[Records from a data source]
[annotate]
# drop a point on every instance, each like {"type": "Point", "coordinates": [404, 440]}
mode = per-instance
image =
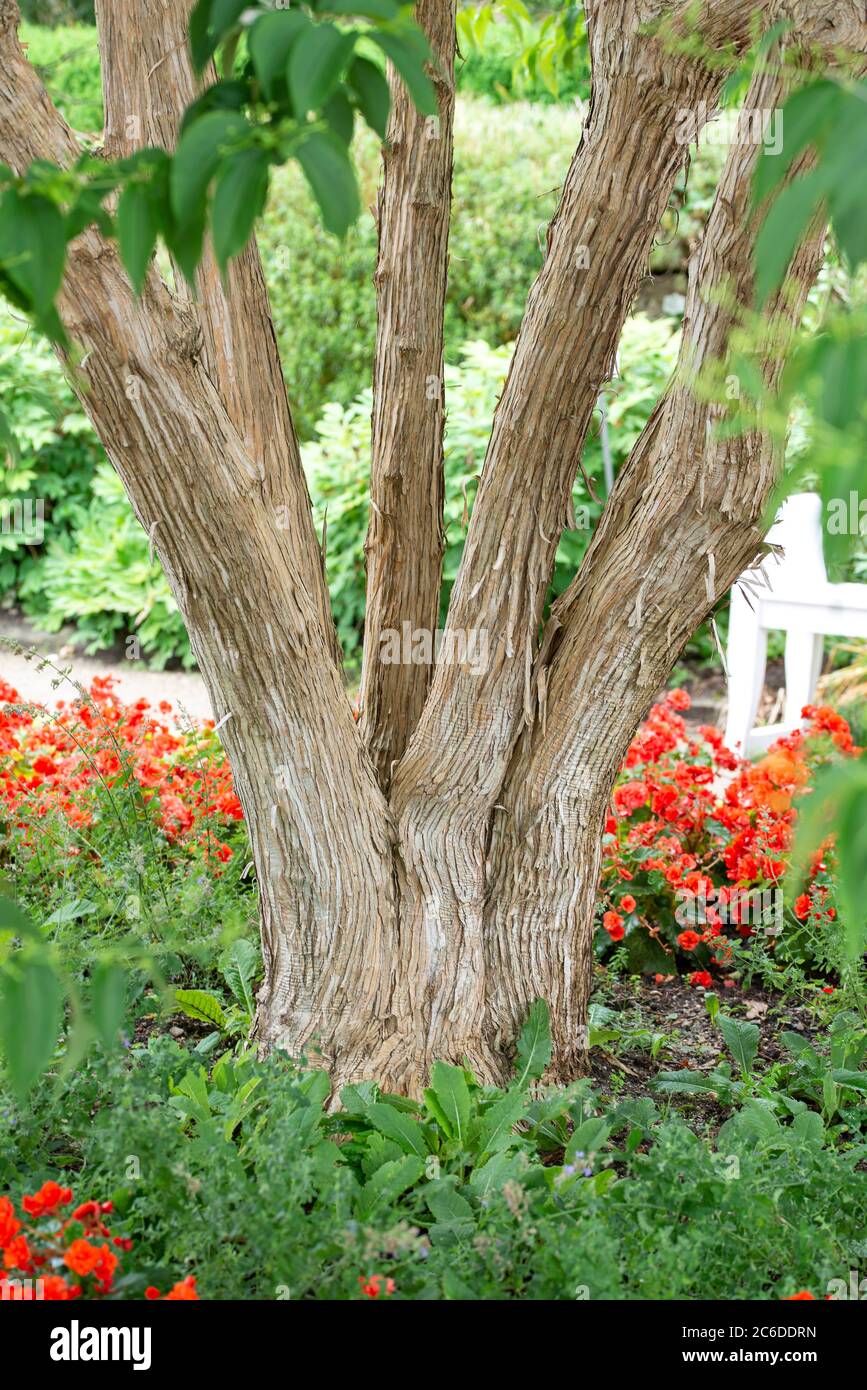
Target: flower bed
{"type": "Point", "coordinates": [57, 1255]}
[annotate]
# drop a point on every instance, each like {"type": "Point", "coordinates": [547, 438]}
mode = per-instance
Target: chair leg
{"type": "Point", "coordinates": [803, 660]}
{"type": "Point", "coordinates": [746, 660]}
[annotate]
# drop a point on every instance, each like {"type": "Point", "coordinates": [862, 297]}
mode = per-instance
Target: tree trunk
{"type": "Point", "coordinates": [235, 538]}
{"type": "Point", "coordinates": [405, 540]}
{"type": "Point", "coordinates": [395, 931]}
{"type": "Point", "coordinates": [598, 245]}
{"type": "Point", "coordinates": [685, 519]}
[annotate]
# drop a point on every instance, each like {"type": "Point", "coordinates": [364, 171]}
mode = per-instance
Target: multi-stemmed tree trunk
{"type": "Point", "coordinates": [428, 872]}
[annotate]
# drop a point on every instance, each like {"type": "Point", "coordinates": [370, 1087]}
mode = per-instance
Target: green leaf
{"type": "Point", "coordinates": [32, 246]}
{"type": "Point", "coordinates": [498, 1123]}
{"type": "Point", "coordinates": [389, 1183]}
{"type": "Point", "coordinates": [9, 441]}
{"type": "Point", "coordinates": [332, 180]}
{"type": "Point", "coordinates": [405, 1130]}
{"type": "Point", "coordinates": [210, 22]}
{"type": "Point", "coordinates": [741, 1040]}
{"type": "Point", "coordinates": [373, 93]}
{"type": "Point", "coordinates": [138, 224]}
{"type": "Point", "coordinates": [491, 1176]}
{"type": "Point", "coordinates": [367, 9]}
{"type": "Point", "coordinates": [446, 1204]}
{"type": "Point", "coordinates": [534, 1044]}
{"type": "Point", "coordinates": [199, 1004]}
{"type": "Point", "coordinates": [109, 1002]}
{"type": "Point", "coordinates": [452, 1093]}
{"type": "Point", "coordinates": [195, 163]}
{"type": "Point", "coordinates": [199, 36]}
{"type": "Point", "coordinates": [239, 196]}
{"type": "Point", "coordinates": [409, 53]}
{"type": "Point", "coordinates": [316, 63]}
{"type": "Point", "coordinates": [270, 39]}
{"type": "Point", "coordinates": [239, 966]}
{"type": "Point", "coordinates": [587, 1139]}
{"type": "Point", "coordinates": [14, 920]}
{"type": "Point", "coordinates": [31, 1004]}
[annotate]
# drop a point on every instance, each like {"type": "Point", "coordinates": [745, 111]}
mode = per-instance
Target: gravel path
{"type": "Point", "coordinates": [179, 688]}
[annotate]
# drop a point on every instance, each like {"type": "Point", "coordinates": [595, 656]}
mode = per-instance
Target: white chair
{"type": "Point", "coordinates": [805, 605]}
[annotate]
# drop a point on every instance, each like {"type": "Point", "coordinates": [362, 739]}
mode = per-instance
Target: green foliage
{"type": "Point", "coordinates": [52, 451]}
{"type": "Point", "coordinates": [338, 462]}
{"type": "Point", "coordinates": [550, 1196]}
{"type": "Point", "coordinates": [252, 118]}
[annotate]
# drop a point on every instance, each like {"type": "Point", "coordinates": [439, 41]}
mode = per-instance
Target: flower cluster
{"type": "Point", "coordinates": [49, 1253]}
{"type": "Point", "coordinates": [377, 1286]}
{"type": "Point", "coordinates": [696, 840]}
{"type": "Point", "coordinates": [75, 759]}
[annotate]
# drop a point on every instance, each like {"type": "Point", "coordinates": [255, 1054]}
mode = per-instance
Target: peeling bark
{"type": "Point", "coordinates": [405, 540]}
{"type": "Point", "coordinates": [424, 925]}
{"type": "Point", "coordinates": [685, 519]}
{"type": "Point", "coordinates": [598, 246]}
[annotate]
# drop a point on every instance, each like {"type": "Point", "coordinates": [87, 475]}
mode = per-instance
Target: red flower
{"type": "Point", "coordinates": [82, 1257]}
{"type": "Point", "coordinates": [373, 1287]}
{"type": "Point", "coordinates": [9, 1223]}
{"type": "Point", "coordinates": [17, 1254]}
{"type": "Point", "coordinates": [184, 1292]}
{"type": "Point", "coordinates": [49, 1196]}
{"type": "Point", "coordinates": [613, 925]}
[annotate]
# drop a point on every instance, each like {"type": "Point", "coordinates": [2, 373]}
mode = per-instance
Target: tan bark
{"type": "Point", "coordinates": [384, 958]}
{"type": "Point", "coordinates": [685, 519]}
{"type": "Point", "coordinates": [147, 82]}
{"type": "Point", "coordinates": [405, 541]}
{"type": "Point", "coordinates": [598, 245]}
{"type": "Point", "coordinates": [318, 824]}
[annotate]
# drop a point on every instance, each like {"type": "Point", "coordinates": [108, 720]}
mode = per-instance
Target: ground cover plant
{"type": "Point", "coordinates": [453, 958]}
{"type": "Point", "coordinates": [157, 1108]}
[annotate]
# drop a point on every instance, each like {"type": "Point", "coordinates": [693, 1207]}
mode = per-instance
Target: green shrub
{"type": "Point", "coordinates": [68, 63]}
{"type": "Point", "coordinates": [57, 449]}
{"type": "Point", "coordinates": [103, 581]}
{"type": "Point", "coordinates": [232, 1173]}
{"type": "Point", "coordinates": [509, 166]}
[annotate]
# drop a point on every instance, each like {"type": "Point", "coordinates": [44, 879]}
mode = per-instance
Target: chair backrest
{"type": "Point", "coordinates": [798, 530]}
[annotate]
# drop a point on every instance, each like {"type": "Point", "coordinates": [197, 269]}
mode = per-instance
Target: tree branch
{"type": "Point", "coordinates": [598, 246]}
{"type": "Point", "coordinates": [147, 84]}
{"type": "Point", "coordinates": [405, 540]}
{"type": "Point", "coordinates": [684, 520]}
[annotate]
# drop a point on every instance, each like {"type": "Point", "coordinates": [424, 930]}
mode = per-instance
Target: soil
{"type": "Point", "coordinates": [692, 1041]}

> [YOUR OBJECTIVE]: The material above holds pictures; copy everything else in it exactly.

> [WRITTEN SOLUTION]:
[annotate]
# drop a point on every instance, each like {"type": "Point", "coordinates": [404, 440]}
mode = per-instance
image =
Target: flower bed
{"type": "Point", "coordinates": [57, 1255]}
[annotate]
# drop a point on every instance, each like {"type": "Point", "coordinates": [547, 438]}
mode = per-instance
Target: chair leg
{"type": "Point", "coordinates": [803, 660]}
{"type": "Point", "coordinates": [746, 660]}
[annotate]
# drop a point on every instance, each like {"type": "Point", "coordinates": [862, 297]}
mode = per-instance
Target: tree trunk
{"type": "Point", "coordinates": [235, 538]}
{"type": "Point", "coordinates": [405, 540]}
{"type": "Point", "coordinates": [395, 931]}
{"type": "Point", "coordinates": [598, 245]}
{"type": "Point", "coordinates": [685, 519]}
[annotate]
# drop a point on every instance, each like {"type": "Point", "coordinates": [364, 171]}
mode = per-instance
Target: multi-stemmed tree trunk
{"type": "Point", "coordinates": [428, 872]}
[annotate]
# drop a point on every instance, each like {"type": "Point", "coordinates": [370, 1087]}
mode = per-instance
Target: green leaf
{"type": "Point", "coordinates": [32, 246]}
{"type": "Point", "coordinates": [498, 1123]}
{"type": "Point", "coordinates": [389, 1183]}
{"type": "Point", "coordinates": [9, 441]}
{"type": "Point", "coordinates": [332, 180]}
{"type": "Point", "coordinates": [405, 1130]}
{"type": "Point", "coordinates": [210, 22]}
{"type": "Point", "coordinates": [741, 1040]}
{"type": "Point", "coordinates": [373, 93]}
{"type": "Point", "coordinates": [138, 224]}
{"type": "Point", "coordinates": [491, 1176]}
{"type": "Point", "coordinates": [367, 9]}
{"type": "Point", "coordinates": [446, 1204]}
{"type": "Point", "coordinates": [534, 1044]}
{"type": "Point", "coordinates": [199, 1004]}
{"type": "Point", "coordinates": [109, 1002]}
{"type": "Point", "coordinates": [452, 1093]}
{"type": "Point", "coordinates": [195, 163]}
{"type": "Point", "coordinates": [199, 36]}
{"type": "Point", "coordinates": [239, 196]}
{"type": "Point", "coordinates": [409, 53]}
{"type": "Point", "coordinates": [316, 63]}
{"type": "Point", "coordinates": [270, 39]}
{"type": "Point", "coordinates": [239, 966]}
{"type": "Point", "coordinates": [587, 1139]}
{"type": "Point", "coordinates": [14, 920]}
{"type": "Point", "coordinates": [31, 1004]}
[annotate]
# drop a point on every instance, each like {"type": "Point", "coordinates": [745, 111]}
mode = per-instance
Target: gravel path
{"type": "Point", "coordinates": [179, 688]}
[annotate]
# drop a point on every instance, each like {"type": "Point", "coordinates": [595, 656]}
mode = per-instance
Target: white chair
{"type": "Point", "coordinates": [805, 605]}
[annotate]
# drop a point on every instance, each like {"type": "Point", "coordinates": [362, 739]}
mode = per-instance
Target: green foliage
{"type": "Point", "coordinates": [52, 451]}
{"type": "Point", "coordinates": [338, 462]}
{"type": "Point", "coordinates": [550, 1196]}
{"type": "Point", "coordinates": [252, 118]}
[annotate]
# drop a point on every instance, each like {"type": "Point", "coordinates": [439, 41]}
mode = per-instance
Target: flower cluster
{"type": "Point", "coordinates": [49, 1253]}
{"type": "Point", "coordinates": [377, 1286]}
{"type": "Point", "coordinates": [696, 840]}
{"type": "Point", "coordinates": [75, 759]}
[annotate]
# drop a point on every instance, each like {"type": "Point", "coordinates": [255, 1054]}
mode = per-instance
Target: peeling bark
{"type": "Point", "coordinates": [405, 540]}
{"type": "Point", "coordinates": [424, 925]}
{"type": "Point", "coordinates": [685, 519]}
{"type": "Point", "coordinates": [598, 246]}
[annotate]
# drop a point on every instance, each like {"type": "Point", "coordinates": [87, 475]}
mode = per-instance
Target: red flower
{"type": "Point", "coordinates": [82, 1257]}
{"type": "Point", "coordinates": [373, 1287]}
{"type": "Point", "coordinates": [9, 1223]}
{"type": "Point", "coordinates": [17, 1254]}
{"type": "Point", "coordinates": [184, 1292]}
{"type": "Point", "coordinates": [49, 1196]}
{"type": "Point", "coordinates": [613, 925]}
[annotate]
# drop a point on every instance, each like {"type": "Point", "coordinates": [2, 373]}
mode = per-instance
Target: tan bark
{"type": "Point", "coordinates": [384, 958]}
{"type": "Point", "coordinates": [685, 519]}
{"type": "Point", "coordinates": [147, 82]}
{"type": "Point", "coordinates": [405, 541]}
{"type": "Point", "coordinates": [598, 245]}
{"type": "Point", "coordinates": [318, 824]}
[annotate]
# drop a point on every instance, each like {"type": "Point", "coordinates": [108, 720]}
mode = per-instance
Target: ground cover plant
{"type": "Point", "coordinates": [453, 958]}
{"type": "Point", "coordinates": [157, 1108]}
[annotate]
# drop a point on every instance, each like {"type": "Point", "coordinates": [693, 1207]}
mode = per-instance
Target: green shrub
{"type": "Point", "coordinates": [68, 63]}
{"type": "Point", "coordinates": [57, 449]}
{"type": "Point", "coordinates": [103, 581]}
{"type": "Point", "coordinates": [232, 1173]}
{"type": "Point", "coordinates": [509, 166]}
[annotate]
# drop a point on every instance, each like {"type": "Point", "coordinates": [44, 879]}
mode = per-instance
Target: chair backrest
{"type": "Point", "coordinates": [798, 530]}
[annotate]
# drop a point on every instance, each like {"type": "Point", "coordinates": [197, 269]}
mode = per-instance
Target: tree branch
{"type": "Point", "coordinates": [598, 246]}
{"type": "Point", "coordinates": [147, 84]}
{"type": "Point", "coordinates": [405, 540]}
{"type": "Point", "coordinates": [684, 520]}
[annotate]
# drop a point on every instance, each like {"type": "Point", "coordinates": [424, 930]}
mode = per-instance
Target: soil
{"type": "Point", "coordinates": [692, 1041]}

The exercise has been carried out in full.